## What to do:
Rewrite the lines from the one with "Tag any visible inflorescence." up to and including the one with "0 0 226 223", substituting "out-of-focus tree branch" for "blurred tree branch" and leaving everything else unchanged. Give only those lines.
─── Data shown ───
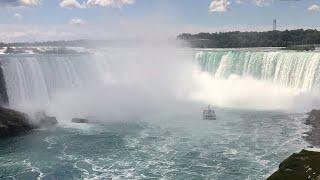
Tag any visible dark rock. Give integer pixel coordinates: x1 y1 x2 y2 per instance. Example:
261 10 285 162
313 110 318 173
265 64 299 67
305 110 320 146
72 118 89 123
0 107 35 137
267 150 320 180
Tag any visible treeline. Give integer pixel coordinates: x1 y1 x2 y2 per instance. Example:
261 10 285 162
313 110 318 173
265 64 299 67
177 29 320 48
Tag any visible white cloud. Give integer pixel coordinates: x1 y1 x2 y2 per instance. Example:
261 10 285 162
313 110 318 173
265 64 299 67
0 0 41 7
19 0 40 6
59 0 86 9
87 0 135 8
60 0 135 9
209 0 231 12
254 0 274 7
69 18 86 26
13 13 23 20
308 4 320 12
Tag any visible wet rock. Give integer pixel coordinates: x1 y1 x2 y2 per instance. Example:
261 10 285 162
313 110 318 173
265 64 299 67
267 150 320 180
305 110 320 146
72 118 89 123
0 107 35 137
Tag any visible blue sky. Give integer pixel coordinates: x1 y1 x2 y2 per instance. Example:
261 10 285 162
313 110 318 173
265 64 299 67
0 0 320 41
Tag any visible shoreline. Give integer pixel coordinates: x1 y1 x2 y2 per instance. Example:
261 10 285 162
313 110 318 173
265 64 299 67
304 110 320 147
267 110 320 180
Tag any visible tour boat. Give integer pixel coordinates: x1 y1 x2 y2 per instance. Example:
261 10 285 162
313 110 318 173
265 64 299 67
202 105 217 120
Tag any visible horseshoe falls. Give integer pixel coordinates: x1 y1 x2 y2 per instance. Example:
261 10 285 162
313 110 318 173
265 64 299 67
0 48 320 180
196 51 320 89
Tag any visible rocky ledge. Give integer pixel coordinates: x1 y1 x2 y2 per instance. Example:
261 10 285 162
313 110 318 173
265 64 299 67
267 150 320 180
0 107 58 138
268 110 320 180
0 107 35 137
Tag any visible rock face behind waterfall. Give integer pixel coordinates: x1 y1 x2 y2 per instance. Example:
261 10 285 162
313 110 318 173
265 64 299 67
267 150 320 180
0 107 35 138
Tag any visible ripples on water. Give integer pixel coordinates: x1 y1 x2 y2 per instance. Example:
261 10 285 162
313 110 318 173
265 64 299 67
0 109 307 179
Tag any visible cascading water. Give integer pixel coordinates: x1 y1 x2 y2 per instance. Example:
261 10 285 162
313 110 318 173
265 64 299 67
2 55 109 107
0 48 312 180
196 51 320 89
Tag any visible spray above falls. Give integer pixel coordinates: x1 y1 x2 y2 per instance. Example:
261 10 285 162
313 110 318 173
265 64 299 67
196 51 320 89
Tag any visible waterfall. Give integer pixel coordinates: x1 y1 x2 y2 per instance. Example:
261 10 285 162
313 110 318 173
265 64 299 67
1 55 105 107
195 51 320 89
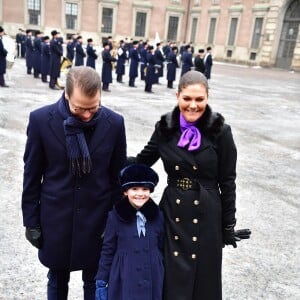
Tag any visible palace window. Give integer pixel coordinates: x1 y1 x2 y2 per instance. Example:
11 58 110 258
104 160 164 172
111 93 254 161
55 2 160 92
135 12 147 37
167 16 179 41
227 18 238 46
101 7 114 33
28 0 41 25
66 3 78 30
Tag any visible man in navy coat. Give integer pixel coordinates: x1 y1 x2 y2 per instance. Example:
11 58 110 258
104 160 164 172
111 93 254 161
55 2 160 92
22 66 126 300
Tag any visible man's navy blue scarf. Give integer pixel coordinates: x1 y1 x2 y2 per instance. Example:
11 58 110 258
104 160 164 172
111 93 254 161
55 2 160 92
59 95 99 177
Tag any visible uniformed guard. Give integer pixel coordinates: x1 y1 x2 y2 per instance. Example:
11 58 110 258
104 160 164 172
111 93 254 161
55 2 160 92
129 41 140 87
116 40 127 83
154 43 165 83
32 30 43 78
25 29 33 75
101 42 116 92
41 36 50 82
167 46 179 89
181 45 194 76
75 35 86 66
145 46 157 93
86 38 98 69
49 30 63 90
0 26 8 87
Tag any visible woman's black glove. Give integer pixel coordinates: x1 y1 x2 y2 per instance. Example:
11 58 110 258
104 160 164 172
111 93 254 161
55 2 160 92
25 227 43 249
223 223 241 248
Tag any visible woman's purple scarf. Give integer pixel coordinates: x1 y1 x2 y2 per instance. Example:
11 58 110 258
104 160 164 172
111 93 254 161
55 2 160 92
177 113 201 151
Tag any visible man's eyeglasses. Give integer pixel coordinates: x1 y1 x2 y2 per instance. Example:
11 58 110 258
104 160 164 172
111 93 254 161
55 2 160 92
69 101 101 114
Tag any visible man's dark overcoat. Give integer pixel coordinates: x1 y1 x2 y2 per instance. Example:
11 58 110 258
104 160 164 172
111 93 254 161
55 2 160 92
96 198 164 300
137 106 236 300
22 98 126 271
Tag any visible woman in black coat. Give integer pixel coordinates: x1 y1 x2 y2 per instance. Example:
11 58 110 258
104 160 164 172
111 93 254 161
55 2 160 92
136 71 237 300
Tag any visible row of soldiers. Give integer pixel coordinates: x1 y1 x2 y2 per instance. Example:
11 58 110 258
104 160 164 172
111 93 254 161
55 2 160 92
102 40 212 93
18 30 212 93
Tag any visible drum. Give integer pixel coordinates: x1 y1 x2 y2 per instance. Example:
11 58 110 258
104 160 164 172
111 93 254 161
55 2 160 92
2 35 16 69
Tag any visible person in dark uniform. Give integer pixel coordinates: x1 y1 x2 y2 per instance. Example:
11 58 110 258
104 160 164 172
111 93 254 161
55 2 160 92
66 36 76 62
86 39 98 69
145 46 157 93
194 49 205 74
130 71 251 300
140 42 148 80
25 29 33 75
102 42 116 92
49 30 63 90
154 43 165 84
204 47 213 79
75 35 86 66
129 41 140 87
16 28 25 58
32 30 43 78
22 66 126 300
167 46 179 89
0 26 8 87
116 40 127 83
41 36 50 82
181 45 194 76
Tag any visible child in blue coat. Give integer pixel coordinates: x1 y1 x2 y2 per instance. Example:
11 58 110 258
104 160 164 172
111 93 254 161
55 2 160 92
96 164 164 300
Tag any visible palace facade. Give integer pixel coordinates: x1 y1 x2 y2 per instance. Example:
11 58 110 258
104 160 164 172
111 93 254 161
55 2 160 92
0 0 300 71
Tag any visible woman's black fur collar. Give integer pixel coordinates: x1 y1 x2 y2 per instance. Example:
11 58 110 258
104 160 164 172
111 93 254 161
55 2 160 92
115 197 159 222
158 105 224 135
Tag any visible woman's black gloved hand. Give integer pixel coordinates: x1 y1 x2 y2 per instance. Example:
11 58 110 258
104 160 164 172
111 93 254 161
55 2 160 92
25 227 43 249
223 223 241 248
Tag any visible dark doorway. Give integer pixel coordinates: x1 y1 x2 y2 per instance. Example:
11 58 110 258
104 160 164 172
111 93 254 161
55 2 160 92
276 0 300 69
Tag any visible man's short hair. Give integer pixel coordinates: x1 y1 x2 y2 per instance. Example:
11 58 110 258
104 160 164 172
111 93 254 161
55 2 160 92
66 66 101 97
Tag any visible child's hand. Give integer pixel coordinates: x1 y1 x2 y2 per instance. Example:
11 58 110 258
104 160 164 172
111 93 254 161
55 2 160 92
96 280 108 300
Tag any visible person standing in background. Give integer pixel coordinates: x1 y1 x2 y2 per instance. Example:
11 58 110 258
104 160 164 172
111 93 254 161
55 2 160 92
86 39 98 69
75 35 86 66
116 40 127 83
204 47 213 79
49 30 63 90
154 43 165 84
194 49 205 74
41 36 50 82
167 46 179 89
102 42 116 92
32 30 43 78
0 26 8 87
25 29 33 75
181 45 194 76
129 41 140 87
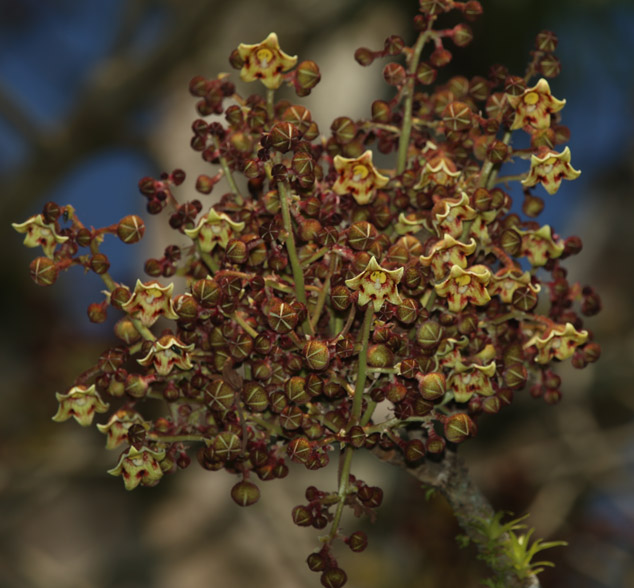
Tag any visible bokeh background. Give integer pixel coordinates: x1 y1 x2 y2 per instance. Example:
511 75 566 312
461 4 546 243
0 0 634 588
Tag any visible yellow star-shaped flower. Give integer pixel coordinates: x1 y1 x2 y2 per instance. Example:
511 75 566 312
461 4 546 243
332 149 390 204
346 257 405 312
524 323 588 363
185 208 244 253
522 147 581 194
238 33 297 90
434 265 491 312
121 280 178 327
53 384 109 427
108 447 165 490
137 335 194 376
11 214 68 259
506 78 566 131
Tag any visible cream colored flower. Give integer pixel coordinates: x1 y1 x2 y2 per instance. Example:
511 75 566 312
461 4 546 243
97 408 150 449
488 267 541 303
414 156 460 190
108 446 165 490
448 361 496 402
524 323 588 363
515 225 564 267
185 208 244 253
53 384 109 427
522 147 581 194
346 256 405 312
420 234 476 280
11 214 68 259
431 192 476 239
434 265 491 312
238 33 297 90
121 280 178 327
137 335 194 376
506 78 566 131
332 149 390 204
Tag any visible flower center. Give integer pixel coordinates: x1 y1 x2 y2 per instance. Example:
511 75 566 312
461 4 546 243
255 47 273 67
456 274 471 293
370 271 387 290
524 92 539 106
352 164 370 182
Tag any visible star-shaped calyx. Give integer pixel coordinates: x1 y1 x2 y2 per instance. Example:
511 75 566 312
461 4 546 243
346 257 405 312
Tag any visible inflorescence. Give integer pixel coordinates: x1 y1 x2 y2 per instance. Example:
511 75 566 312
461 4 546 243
13 0 600 588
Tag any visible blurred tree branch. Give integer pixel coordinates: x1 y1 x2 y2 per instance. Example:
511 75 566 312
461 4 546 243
375 450 541 588
0 0 226 223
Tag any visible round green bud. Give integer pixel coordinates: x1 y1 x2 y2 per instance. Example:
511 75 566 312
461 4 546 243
231 480 260 506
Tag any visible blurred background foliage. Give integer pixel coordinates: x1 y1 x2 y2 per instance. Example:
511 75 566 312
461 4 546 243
0 0 634 588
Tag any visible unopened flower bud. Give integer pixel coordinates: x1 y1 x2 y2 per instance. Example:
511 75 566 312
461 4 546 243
445 413 476 443
231 480 260 506
500 229 522 257
90 253 110 274
291 504 313 527
418 372 446 400
354 47 375 66
416 62 438 86
416 320 443 351
192 278 220 308
303 340 330 371
330 116 357 145
403 439 425 465
522 193 544 218
29 257 59 286
383 63 407 86
286 437 311 463
429 47 452 67
451 24 473 47
270 122 299 153
372 100 392 124
320 568 348 588
346 531 368 553
88 302 107 323
295 61 321 96
502 363 528 390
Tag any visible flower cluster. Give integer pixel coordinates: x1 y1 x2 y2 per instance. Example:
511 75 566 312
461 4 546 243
14 0 600 588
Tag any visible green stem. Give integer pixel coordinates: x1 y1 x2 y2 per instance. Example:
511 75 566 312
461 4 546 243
478 131 511 190
328 445 354 541
232 312 258 339
128 315 156 341
350 303 374 424
301 247 330 267
196 243 220 274
214 136 244 205
266 89 275 123
147 434 205 443
396 30 431 175
310 255 337 330
277 182 313 334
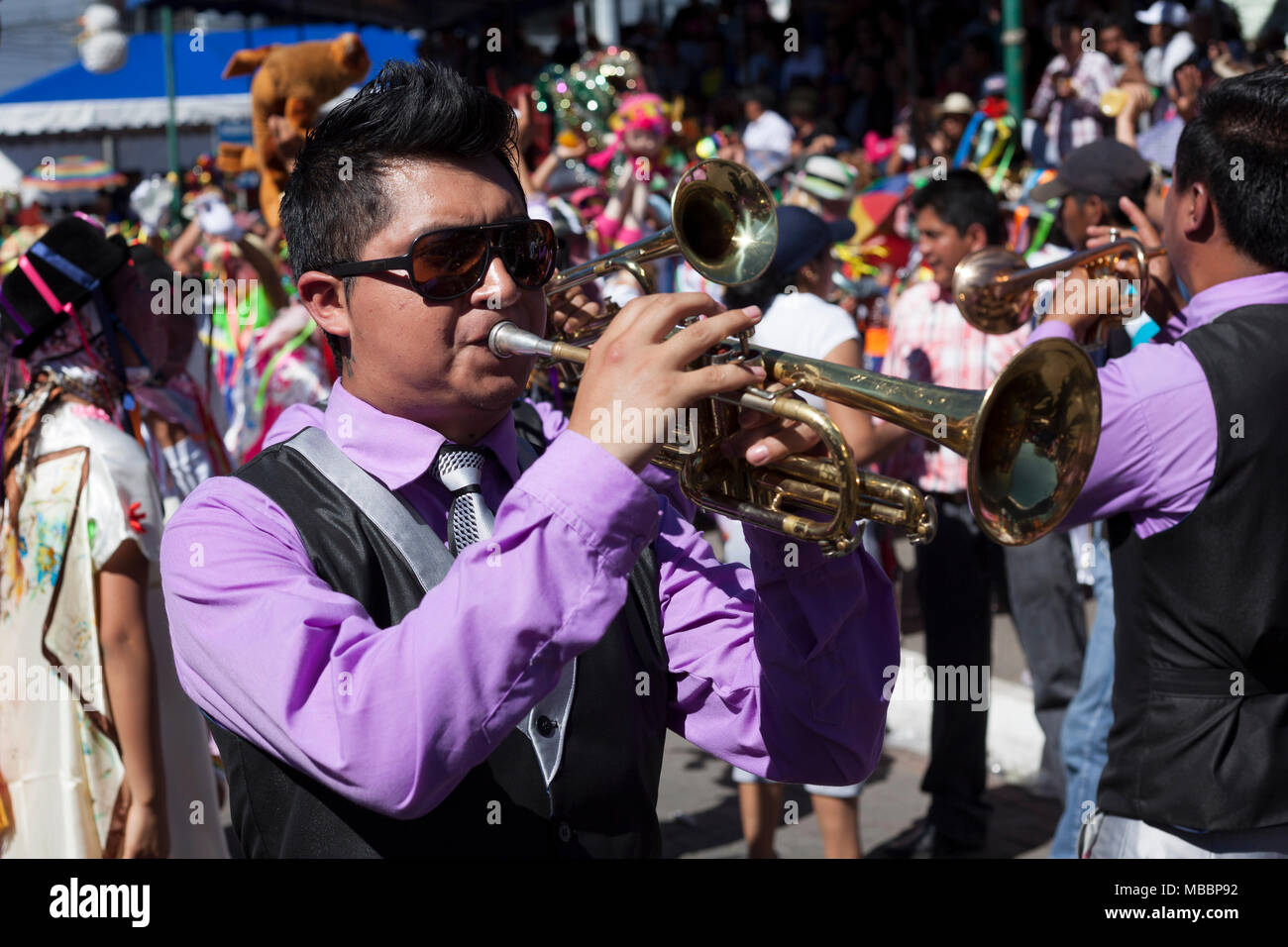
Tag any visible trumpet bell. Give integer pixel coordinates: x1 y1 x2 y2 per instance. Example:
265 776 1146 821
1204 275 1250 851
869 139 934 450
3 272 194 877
967 339 1100 545
671 159 778 286
953 246 1035 335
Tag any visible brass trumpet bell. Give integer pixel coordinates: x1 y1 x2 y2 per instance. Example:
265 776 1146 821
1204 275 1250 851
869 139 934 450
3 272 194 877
545 158 778 297
761 339 1100 546
953 235 1167 335
488 322 1100 554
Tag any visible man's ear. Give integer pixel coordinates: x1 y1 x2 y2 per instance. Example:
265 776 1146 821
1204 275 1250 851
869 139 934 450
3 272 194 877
295 269 353 339
1176 180 1216 243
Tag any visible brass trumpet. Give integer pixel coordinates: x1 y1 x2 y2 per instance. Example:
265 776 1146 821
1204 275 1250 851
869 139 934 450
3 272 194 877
488 322 1100 556
953 235 1167 343
545 158 778 342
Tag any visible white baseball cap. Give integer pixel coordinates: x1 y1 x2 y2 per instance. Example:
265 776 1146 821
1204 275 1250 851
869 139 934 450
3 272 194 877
1136 0 1190 26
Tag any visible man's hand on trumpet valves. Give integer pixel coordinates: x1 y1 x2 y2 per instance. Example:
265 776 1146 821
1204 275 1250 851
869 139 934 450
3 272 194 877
546 283 604 339
1087 197 1182 326
568 292 765 473
720 384 820 467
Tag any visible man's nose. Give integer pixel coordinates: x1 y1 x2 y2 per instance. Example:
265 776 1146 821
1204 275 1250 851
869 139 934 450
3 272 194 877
471 256 522 309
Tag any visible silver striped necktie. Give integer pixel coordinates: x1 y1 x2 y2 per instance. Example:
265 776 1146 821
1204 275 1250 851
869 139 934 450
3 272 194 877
434 445 492 556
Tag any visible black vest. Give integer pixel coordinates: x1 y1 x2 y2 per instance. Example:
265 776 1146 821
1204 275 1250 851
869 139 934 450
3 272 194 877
1098 305 1288 831
211 403 671 858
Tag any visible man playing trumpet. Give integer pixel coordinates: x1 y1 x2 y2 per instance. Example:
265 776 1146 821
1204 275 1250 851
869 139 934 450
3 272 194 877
1033 65 1288 858
162 61 898 857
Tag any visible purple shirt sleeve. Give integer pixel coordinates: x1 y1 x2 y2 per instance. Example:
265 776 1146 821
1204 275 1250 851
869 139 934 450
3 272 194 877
1029 320 1218 539
162 412 899 818
657 510 899 786
162 433 658 818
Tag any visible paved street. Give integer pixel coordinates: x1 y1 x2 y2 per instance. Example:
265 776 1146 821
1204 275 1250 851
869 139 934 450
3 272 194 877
658 559 1094 858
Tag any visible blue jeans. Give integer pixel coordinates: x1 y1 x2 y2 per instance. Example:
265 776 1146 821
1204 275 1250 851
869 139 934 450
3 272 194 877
1051 523 1115 858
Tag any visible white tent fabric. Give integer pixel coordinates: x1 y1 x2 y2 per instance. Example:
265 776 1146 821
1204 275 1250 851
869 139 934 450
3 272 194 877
0 93 250 136
0 151 22 194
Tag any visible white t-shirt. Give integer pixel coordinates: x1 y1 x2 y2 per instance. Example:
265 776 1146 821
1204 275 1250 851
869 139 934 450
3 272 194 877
751 292 860 410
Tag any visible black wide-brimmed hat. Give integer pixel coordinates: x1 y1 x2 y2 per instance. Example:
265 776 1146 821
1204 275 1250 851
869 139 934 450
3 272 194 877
0 217 130 359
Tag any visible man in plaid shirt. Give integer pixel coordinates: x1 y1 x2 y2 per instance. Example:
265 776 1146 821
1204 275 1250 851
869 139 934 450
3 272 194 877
1030 7 1118 164
858 170 1086 857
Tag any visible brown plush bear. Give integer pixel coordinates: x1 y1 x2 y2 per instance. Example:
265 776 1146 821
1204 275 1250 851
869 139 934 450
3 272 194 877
219 34 371 227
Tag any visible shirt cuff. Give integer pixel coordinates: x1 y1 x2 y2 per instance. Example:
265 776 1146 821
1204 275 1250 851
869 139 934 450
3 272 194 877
743 523 828 579
1025 320 1074 346
514 430 662 576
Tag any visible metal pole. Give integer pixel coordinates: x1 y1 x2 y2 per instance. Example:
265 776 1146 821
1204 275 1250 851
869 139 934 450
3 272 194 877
1002 0 1025 121
161 7 183 220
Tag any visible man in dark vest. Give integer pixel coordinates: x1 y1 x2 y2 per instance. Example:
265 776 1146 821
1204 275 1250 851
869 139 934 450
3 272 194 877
153 61 898 857
1033 65 1288 858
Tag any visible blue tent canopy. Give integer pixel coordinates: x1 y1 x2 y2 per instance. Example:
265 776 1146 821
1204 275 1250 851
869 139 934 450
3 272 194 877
0 23 417 136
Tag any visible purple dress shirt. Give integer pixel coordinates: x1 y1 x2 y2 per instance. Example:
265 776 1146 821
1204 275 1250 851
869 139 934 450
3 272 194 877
1029 271 1288 539
161 382 899 818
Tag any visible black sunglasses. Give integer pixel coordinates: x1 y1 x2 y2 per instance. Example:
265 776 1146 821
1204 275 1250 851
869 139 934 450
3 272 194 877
325 220 559 303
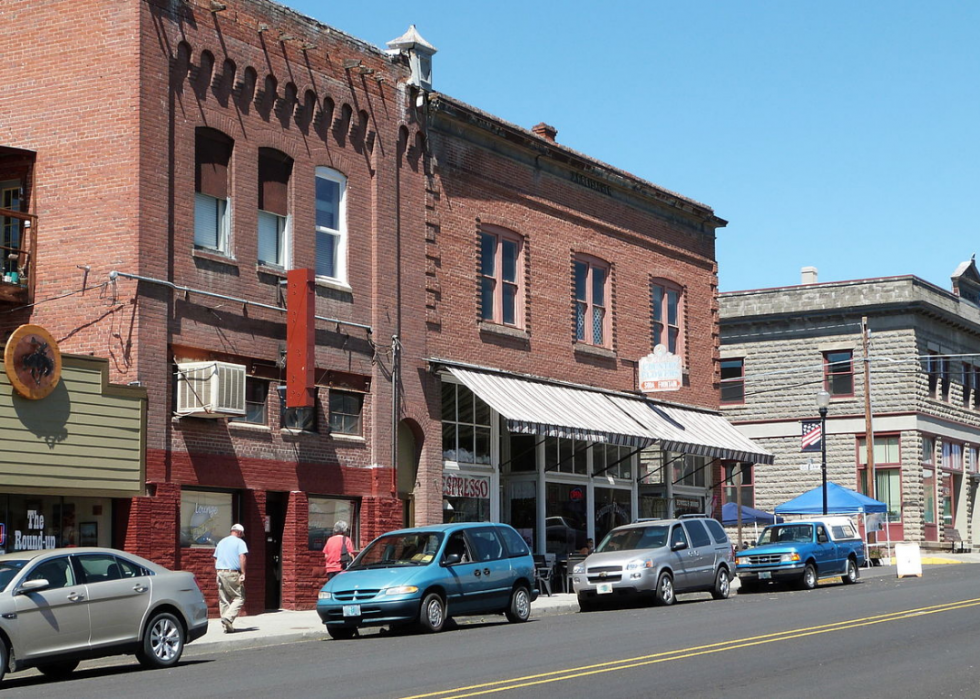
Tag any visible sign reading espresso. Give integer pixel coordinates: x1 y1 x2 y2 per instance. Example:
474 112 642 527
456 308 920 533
3 325 61 400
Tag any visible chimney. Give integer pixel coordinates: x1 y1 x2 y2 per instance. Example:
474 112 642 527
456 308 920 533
531 121 558 143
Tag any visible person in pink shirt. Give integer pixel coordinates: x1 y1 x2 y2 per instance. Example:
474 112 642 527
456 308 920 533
323 520 354 580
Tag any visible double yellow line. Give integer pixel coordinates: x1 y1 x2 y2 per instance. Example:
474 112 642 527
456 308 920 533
404 598 980 699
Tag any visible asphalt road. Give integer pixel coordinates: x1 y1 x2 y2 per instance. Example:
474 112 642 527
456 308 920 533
3 565 980 699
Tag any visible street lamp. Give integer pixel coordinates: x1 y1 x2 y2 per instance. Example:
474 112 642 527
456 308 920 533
817 389 830 515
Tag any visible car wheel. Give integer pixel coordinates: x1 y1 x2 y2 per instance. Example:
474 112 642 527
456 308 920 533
800 563 817 590
506 587 531 624
327 626 357 641
136 612 184 668
711 568 732 599
419 592 446 633
37 660 78 680
653 572 674 607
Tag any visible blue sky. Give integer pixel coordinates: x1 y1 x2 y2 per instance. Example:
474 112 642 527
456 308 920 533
285 0 980 291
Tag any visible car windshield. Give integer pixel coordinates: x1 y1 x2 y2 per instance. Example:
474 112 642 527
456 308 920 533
347 532 442 570
596 524 670 553
759 524 813 546
0 559 27 592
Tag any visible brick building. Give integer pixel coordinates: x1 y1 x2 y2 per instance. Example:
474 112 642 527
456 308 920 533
720 260 980 547
0 0 771 613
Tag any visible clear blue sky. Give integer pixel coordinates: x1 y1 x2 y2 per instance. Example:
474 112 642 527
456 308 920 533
285 0 980 291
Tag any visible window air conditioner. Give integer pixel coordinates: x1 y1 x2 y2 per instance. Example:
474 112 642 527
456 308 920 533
176 362 245 417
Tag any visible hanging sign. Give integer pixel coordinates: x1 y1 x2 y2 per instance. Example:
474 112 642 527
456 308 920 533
640 345 684 393
3 325 61 400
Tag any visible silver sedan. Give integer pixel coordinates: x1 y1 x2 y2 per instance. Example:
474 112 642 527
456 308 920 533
0 548 208 679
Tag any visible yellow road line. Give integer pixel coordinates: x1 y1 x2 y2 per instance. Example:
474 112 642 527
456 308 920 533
404 598 980 699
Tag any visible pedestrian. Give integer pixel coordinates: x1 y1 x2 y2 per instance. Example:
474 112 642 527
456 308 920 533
214 524 248 633
323 520 354 580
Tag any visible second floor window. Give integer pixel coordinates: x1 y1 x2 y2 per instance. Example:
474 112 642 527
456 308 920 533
194 128 234 253
823 350 854 396
258 148 293 269
721 359 745 403
650 282 681 354
316 167 347 284
480 231 522 326
574 259 611 347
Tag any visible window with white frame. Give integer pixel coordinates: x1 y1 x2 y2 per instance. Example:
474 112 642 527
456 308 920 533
194 127 234 253
258 148 293 269
316 167 347 284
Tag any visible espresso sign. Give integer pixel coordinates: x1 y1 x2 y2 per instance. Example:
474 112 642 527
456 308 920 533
640 345 684 393
3 325 61 400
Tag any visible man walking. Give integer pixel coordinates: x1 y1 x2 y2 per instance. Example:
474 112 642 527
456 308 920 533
───
## Answer below:
Tag any visible inflorescence. Give integer pixel coordinates: x1 y1 x2 y2 per instance. Example:
511 75 566 312
461 4 546 243
13 0 600 588
Tag any visible out-of-focus tree branch. Give integer pixel coordinates: x1 y1 x2 y2 per instance. Example:
511 75 566 312
461 4 546 243
375 450 541 588
0 0 226 223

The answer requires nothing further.